TASK
Extend the account of asbestos's history below, beginning right after its final sentence about the $250 Million Whittington verdict.

SOURCE TEXT

::::

Once considered safe enough to use in toothpaste, the history surrounding asbestos is riddled with strange fascination as well as fear and loathing. For centuries, the naturally-occurring fiber was praised for its fire-resistant qualities. Today, however, the word “asbestos” evokes widespread concern amid documented health risks, government warnings, and national bans. Still, the story of asbestos appears to be far from over. Activity involving the fiber is still very much alive around the world — including right here in the U.S.
Widespread Health Concerns over Asbestos Exposure
Just before the turn of the 21st century, the United Kingdom took a hardline against asbestos. Following a series of laws that prohibited partial use of asbestos, in 1999 the UK government decided to ban the use and import of asbestos – with absolutely no exceptions. In the U.S., where an asbestos ban had just been overturned 8 years prior, the focus shifted to abatement and strict, regulated use. But, as congressional lawmakers battled with the EPA over a plan to reduce workplace asbestos risk, the mineral continued to decimate men and women who devoted their careers — particularly during World War II — to working in factories, mines, mills, and shipyards. Many of these workers had been breathing in for years massive amounts of asbestos and, as a result, these men and women were dying of diseases such as asbestosis and mesothelioma.
On September 11, 2001 — as the world watched the terror attacks unfold on U.S. soil and saw the World Trade Center towers in New York City topple to the ground, “pulverized asbestos” particles filled the air along with smoke and debris. An estimated 400 tons of asbestos was used in the construction of the World Trade Center — most of which came showering down on the survivors and first-responders at the scene. The World Trade Center Health Registry estimates more than 400,000 people were exposed to asbestos during the rescue, recovery, and cleanup efforts that followed 9/11. Two workers have since died of mesothelioma after inhaling toxic debris at Ground Zero. Due to mesothelioma’s long latency period, experts expect a large number of 9/11 responders to be diagnosed with asbestos-related illnesses, including mesothelioma, within the next 20-to-50 years.
Asbestos-Related Litigation and Legislation in the U.S.
By 2002, more than 730,000 people had filed asbestos claims in the U.S. as more corporate knowledge of asbestos’s carcinogenic properties came to light. The next year, an Illinois jury handed down a $250 Million verdict against United States Steel Corp. — the largest award to date — for asbestos liability. The lawsuit was filed by Roby Whittington, a long-time U.S. Steel worker who was diagnosed with mesothelioma. Whittington claimed the disease was caused by exposure to asbestos while working at the steel plant, and contended that the company had not adequately protected workers from asbestos. On March 28, 2003, a state court jury awarded the plaintiff $50 Million in compensatory damages, and $200 Million in punitive damages.

::::

DATA EXTRACTS
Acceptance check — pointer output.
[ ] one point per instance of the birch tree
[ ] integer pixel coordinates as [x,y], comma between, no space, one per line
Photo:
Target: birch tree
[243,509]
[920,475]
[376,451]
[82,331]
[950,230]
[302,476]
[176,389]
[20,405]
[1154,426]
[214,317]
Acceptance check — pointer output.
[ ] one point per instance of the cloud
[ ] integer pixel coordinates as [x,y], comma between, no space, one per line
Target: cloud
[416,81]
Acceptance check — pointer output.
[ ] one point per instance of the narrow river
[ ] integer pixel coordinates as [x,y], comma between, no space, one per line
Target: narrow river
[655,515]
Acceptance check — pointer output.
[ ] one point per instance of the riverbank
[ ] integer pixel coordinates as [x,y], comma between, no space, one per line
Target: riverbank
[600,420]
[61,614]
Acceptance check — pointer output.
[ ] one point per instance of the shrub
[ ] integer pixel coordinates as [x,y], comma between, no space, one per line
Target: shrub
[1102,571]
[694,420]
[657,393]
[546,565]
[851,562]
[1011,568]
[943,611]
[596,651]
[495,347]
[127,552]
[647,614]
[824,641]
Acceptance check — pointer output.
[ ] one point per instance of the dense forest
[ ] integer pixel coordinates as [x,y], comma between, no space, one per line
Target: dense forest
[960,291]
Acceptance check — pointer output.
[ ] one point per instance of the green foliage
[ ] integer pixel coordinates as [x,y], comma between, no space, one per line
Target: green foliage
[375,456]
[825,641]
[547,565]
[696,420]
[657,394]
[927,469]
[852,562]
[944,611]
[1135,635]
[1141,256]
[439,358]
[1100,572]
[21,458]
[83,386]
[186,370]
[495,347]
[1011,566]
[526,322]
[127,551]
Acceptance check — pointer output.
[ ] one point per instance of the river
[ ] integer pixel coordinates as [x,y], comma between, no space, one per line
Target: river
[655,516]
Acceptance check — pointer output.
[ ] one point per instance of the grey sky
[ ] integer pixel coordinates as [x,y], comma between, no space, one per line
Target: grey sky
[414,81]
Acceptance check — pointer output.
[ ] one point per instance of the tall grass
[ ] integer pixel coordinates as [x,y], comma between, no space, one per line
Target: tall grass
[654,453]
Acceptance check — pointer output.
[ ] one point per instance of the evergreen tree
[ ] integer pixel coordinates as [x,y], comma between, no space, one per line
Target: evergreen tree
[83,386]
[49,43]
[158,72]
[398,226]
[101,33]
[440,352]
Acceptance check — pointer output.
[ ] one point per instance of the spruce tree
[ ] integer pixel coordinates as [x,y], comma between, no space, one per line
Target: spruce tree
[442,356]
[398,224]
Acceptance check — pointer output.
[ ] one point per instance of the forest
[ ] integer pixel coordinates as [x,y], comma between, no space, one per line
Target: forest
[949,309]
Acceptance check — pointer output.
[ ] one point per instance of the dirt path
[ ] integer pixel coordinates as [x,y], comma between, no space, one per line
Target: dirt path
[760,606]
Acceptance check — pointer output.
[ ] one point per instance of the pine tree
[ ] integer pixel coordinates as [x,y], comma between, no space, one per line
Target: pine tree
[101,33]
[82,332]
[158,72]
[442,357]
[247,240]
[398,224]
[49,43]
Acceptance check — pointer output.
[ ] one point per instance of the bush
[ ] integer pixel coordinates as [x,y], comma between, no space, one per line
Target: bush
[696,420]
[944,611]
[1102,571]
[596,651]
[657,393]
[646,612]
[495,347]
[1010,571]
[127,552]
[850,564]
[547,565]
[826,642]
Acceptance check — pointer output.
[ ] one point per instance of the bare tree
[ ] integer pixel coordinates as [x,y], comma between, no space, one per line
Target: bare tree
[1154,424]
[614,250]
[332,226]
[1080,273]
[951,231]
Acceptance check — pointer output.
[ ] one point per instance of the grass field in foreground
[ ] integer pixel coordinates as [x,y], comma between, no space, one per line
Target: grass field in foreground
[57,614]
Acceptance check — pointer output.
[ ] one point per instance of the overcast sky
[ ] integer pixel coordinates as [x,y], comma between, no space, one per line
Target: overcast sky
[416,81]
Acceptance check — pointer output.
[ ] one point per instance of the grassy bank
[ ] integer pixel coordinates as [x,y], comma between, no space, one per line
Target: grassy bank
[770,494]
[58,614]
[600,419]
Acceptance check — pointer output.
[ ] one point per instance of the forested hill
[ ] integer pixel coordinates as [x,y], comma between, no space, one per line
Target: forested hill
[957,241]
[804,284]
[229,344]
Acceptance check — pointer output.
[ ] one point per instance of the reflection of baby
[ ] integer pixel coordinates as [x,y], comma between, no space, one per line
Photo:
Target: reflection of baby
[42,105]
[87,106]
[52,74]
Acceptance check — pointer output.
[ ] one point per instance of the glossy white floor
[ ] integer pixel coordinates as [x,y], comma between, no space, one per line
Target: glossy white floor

::::

WRITTEN ANSWER
With a strict U.S. workplace standard for asbestos in place — 0.1 fiber per cubic centimeter of air as mandated by the Occupational Safety and Health Administration (OSHA) — there has been a steep decline in domestic usage. Still, proponents of an asbestos ban in the U.S. say the decline will do little for those people who have already been exposed and for those who continue to be. The Centers for Disease Control and Prevention (CDC) reports that 18,068 Americans died of mesothelioma from 1999 through 2005, with the annual toll around 3,200 deaths from this terrible disease. According to the CDC, another 1,500 will die each year of asbestosis.
Dr. Richard Lemen, a former assistant U.S. surgeon general told a Senate committee in 2007 that, “Another 270,000-to-330,000 deaths are expected to occur over the next 30 years.” If Lemen’s calculations are correct, America’s death toll from asbestos exposure could top a sobering half-million people.
The U.S. government has been criticized in recent years for its limited action against asbestos. The Fairness in Asbestos Injury Resolution Act of 2006 (the “FAIR Act”) was to be one of Congress’ most comprehensive efforts to ensure claimants are compensated for sickness, loss of life, and loss of wages. But it never became law. In 2007, U.S. senator Patty Murray (D-WA) sponsored the Ban Asbestos in America Act – but this too, died in Congress.
Once hailed as an “exemplar of modern industrial production” and a “magic mineral” of ancient times, asbestos is now mainly used in developing countries. Russia is a leading producer of asbestos worldwide, while China is the world’s largest consumer. The mineral is banned or restricted in as many as 55 countries, yet asbestos products can still be sold in the U.S. Aircraft brakes and gaskets, as well as imported asbestos brakes for older automobiles are still being sold for older automobiles, putting professional mechanics and weekend hobbyists at risk. Globally, the World Health Organization (WHO) estimates that 125 million people are exposed to asbestos in occupational settings each year.